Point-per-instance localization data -
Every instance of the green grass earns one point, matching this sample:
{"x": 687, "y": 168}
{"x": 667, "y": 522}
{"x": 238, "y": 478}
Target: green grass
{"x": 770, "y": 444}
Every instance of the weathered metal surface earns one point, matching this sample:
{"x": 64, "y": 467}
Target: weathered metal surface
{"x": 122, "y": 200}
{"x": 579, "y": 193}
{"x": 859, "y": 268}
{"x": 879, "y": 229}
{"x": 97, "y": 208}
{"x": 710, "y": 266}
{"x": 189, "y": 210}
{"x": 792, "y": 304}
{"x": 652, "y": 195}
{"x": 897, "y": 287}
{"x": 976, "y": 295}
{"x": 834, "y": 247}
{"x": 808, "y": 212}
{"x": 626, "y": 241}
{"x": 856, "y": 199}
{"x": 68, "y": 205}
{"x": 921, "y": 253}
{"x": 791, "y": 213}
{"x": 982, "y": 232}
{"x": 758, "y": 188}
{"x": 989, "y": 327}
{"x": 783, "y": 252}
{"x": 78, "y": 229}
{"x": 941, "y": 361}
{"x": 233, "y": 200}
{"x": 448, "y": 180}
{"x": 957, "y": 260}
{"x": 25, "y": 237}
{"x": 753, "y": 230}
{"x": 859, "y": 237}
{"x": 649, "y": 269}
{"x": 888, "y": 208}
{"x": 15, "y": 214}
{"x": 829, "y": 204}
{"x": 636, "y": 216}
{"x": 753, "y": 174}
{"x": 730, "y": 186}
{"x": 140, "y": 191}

Exercise goal - Using the records above, select and copy every line that has the word "earns".

Solution to this problem -
Every instance of the green grass earns one point, matching this sample:
Every instance of the weathered metal surface earns one point, matching this sample:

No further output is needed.